Start of TEXT BLOCK

Adalah Demands Education Ministry and Matte Asher Regional Council Reinstate the Personal Care-Giver to Disabled Arab Child

On 1 November 2007, Adalah sent a letter to the Matte Asher Regional Council and the Director of the Ministry of Education (MOE) in the North, demanding that the personal care-giver who accompanies a fourteen-year-old Arab child, Ibrahim Hamoud, from the village of Sheikh Danoun in the Western Galilee be reinstated. As argued in the letter, Ibrahim has suffered from a disability since birth in his spinal cord, and has been diagnosed with a 100% permanent disability, and has no control over his bladder. As a result of his situation, he is in need of a catheter and diapers at all times.

Since the first grade, Ibrahim has been studying at the Al-Salam comprehensive school in his village, because there is no special educational facility available to suit his needs. A personal care-giver was designated to and accompanied Ibrahim at all times. However, at the end of the last school year, the Matte Asher Regional Council informed his parents that the personal care-giver would be cancelled and replaced by a care-giver for all students with special needs in the class. As a result, Ibrahim was forced to remain at home without an educational framework.

End of TEXT BLOCK

ACTIVITY A:
Answer these questions on the text about Ibrahim Hamoud's care-giver:
(i) On what date did Adalah send its letter?
(ii) At which school has Ibrahim studied since the first grade?
(iii) According to the Matte Asher Regional Council, what would replace the personal care-giver?
ACTIVITY B:
Resume the text about Ibrahim Hamoud's care-giver, continuing from its final sentence.
The records that follow have no connection to the text about Ibrahim Hamoud's care-giver.

Start of STUDY MATERIAL

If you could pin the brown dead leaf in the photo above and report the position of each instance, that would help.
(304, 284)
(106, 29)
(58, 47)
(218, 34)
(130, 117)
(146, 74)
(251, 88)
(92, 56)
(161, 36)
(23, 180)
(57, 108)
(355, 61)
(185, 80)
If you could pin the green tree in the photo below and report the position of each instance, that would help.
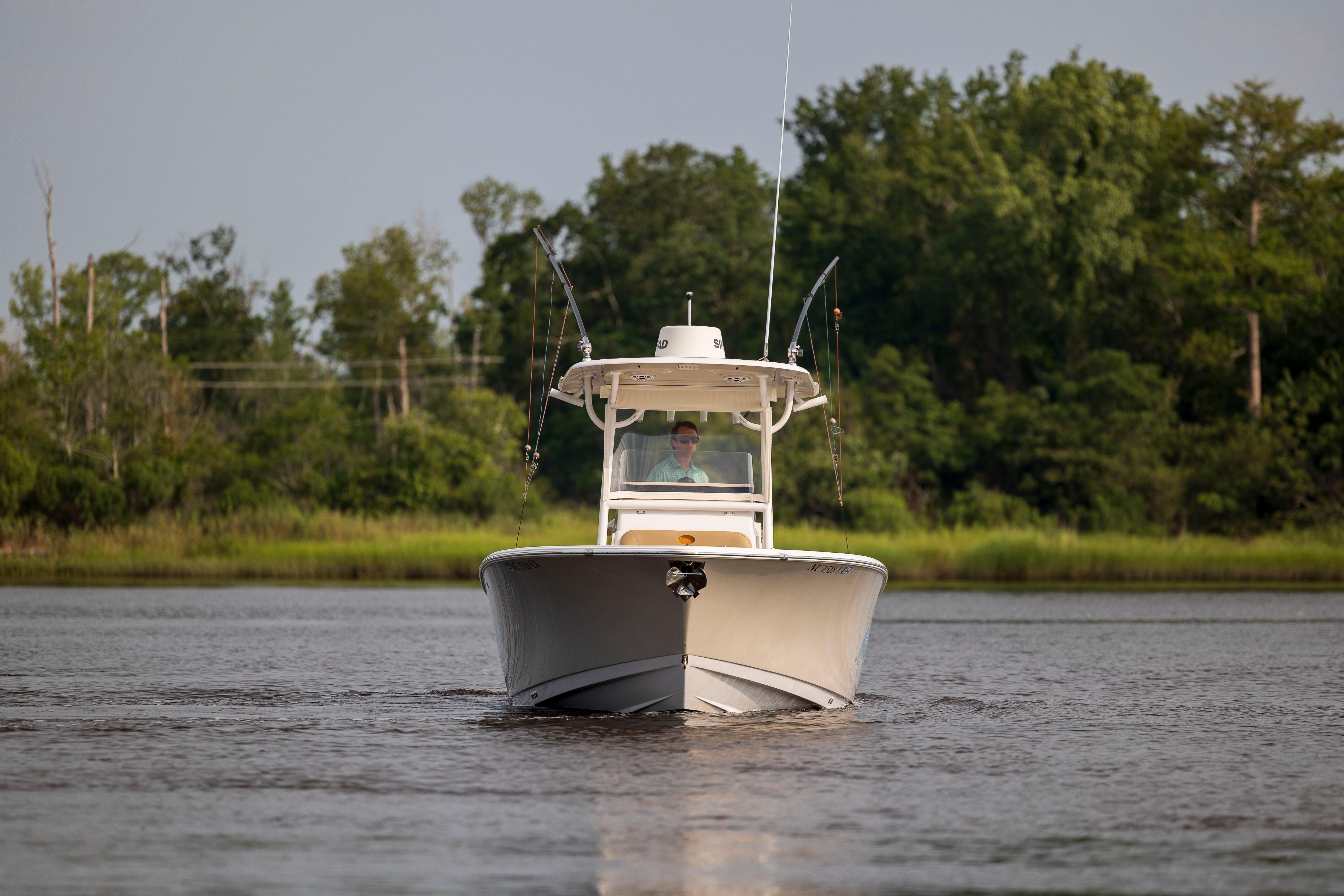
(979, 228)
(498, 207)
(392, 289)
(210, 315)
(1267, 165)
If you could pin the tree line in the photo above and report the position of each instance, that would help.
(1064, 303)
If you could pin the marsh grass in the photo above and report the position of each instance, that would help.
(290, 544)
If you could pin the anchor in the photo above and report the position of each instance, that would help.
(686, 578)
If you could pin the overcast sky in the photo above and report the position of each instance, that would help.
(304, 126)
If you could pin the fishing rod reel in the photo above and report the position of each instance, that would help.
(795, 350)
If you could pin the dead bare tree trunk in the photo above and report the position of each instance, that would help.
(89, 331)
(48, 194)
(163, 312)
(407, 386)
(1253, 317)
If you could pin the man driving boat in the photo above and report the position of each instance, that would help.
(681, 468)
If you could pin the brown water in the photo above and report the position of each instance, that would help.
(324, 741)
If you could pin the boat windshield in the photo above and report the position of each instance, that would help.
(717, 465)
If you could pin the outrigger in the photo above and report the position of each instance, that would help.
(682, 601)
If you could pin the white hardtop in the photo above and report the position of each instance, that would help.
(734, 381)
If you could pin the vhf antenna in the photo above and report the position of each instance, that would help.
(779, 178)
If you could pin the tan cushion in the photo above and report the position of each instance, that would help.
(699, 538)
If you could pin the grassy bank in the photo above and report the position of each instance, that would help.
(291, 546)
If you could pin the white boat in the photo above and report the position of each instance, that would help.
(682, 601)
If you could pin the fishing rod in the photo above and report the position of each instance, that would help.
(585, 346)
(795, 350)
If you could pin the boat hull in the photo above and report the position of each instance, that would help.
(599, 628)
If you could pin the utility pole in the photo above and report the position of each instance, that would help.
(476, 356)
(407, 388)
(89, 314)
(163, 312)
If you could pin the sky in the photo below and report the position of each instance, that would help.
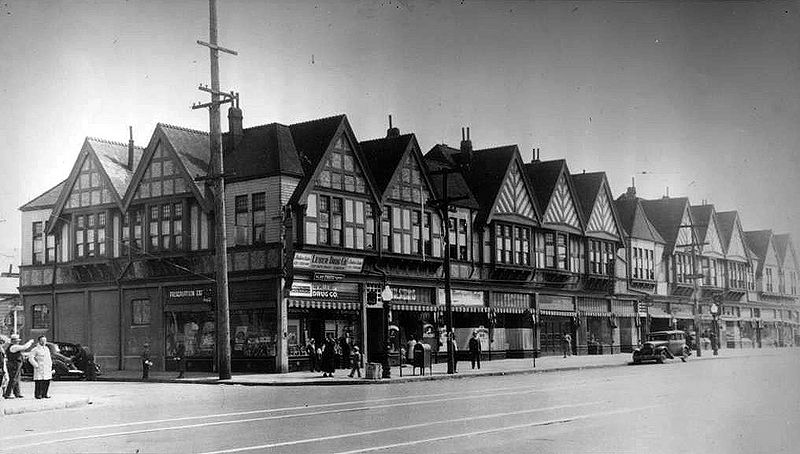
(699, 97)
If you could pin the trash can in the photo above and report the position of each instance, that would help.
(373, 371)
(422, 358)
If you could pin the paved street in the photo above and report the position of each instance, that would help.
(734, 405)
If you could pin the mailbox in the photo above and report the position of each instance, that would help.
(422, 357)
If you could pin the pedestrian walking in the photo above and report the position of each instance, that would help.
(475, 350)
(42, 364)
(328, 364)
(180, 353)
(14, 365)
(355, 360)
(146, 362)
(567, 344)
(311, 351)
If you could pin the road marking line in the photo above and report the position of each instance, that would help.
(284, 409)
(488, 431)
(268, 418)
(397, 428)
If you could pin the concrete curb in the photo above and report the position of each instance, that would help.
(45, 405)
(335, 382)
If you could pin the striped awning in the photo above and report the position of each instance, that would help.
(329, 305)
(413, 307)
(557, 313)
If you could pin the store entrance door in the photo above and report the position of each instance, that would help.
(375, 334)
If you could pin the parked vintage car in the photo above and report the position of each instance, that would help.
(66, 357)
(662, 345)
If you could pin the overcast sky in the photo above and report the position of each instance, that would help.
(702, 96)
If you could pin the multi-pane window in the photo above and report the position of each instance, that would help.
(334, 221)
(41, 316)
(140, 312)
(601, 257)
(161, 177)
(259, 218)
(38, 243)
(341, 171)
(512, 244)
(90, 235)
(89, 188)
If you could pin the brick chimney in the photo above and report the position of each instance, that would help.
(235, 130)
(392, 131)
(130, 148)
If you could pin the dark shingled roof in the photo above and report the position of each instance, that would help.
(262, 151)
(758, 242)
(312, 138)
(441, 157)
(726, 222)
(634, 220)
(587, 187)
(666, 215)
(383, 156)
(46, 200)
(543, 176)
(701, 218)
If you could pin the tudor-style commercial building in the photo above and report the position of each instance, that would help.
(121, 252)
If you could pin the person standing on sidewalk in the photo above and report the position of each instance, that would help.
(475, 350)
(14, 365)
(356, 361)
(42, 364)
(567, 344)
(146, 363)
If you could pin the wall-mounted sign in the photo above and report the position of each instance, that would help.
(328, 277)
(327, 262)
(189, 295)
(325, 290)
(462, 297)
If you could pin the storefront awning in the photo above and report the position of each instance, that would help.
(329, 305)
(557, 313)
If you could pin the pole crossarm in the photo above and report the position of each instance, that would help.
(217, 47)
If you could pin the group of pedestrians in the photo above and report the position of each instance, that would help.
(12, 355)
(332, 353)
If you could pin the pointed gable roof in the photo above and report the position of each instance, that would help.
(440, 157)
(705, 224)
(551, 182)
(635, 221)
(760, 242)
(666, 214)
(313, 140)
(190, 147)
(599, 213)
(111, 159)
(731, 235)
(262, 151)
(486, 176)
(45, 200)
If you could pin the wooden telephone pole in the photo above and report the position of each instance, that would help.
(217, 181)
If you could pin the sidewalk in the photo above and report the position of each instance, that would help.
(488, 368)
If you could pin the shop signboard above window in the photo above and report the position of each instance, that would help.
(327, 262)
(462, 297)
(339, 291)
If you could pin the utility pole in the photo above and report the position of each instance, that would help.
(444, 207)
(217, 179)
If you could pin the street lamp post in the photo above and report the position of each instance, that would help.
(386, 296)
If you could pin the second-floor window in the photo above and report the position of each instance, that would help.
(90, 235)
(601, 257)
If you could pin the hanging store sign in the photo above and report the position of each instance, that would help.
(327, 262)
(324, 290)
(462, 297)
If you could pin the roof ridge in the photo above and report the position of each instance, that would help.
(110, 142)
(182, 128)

End of STUDY MATERIAL
Start of STUDY MATERIAL

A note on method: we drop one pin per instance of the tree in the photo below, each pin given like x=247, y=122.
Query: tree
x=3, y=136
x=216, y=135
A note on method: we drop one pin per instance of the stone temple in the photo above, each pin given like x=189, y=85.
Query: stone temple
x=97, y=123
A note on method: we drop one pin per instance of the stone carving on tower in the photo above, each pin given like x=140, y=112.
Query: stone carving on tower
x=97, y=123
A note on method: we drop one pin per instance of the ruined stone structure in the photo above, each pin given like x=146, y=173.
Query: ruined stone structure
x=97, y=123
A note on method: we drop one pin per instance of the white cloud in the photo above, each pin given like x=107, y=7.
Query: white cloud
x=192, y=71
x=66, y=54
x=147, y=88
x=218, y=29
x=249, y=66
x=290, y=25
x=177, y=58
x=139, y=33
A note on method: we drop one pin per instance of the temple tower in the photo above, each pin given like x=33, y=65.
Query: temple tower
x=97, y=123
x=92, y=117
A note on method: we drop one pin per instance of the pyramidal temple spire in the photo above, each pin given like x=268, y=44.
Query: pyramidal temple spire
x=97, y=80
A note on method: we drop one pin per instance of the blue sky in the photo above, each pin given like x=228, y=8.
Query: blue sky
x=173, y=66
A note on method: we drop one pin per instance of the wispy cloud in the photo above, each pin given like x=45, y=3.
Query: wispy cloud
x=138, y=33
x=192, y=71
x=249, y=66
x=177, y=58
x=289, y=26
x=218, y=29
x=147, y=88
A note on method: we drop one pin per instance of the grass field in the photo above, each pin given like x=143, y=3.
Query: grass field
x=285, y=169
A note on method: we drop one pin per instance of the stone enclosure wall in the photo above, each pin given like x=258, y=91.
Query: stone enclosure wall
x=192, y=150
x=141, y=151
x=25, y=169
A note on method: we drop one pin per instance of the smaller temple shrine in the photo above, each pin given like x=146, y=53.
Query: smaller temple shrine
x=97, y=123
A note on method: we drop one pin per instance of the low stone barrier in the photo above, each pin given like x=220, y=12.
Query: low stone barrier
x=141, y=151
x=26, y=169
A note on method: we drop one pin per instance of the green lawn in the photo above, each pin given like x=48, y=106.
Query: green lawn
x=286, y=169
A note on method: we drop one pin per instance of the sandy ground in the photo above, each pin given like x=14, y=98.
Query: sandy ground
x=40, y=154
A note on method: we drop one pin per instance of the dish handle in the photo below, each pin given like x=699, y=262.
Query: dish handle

End of STUDY MATERIAL

EXERCISE RESULT A:
(i) 1 November 2007.
(ii) The Al-Salam comprehensive school in his village of Sheikh Danoun.
(iii) A care-giver for all students with special needs in the class.

EXERCISE RESULT B:
In the letter, Adalah Attorney Sawsan Zaher argued that, “Ibrahim cannot do without, even for a moment, the care and supervision of a personal care-giver, and is therefore unable to attend school. The discontinuation of his personal care-giver constitutes a breach of the Compulsory Education Law (1949) and the Special Education Law (1988), which mandate the creation of a suitable educational framework for pupils with special needs. It further constitutes a breach of his basic right to education.”

The MOE’s office in the Matte Asher Regional Council sent a warning in which it threatened to sue Ibrahim’s parents under the Compulsory Education Law if Ibrahim did not return to the school. In response to this threat, Adalah stated in the letter that, “Given that you have not fulfilled your duty to provide a suitable education to the son of our clients it is prohibited for you to make threats on the basis of the Compulsory Education Law, which you yourselves are breaching. This step stands in contradiction of your duties and of correct conduct, in accordance with the principles of administrative law.”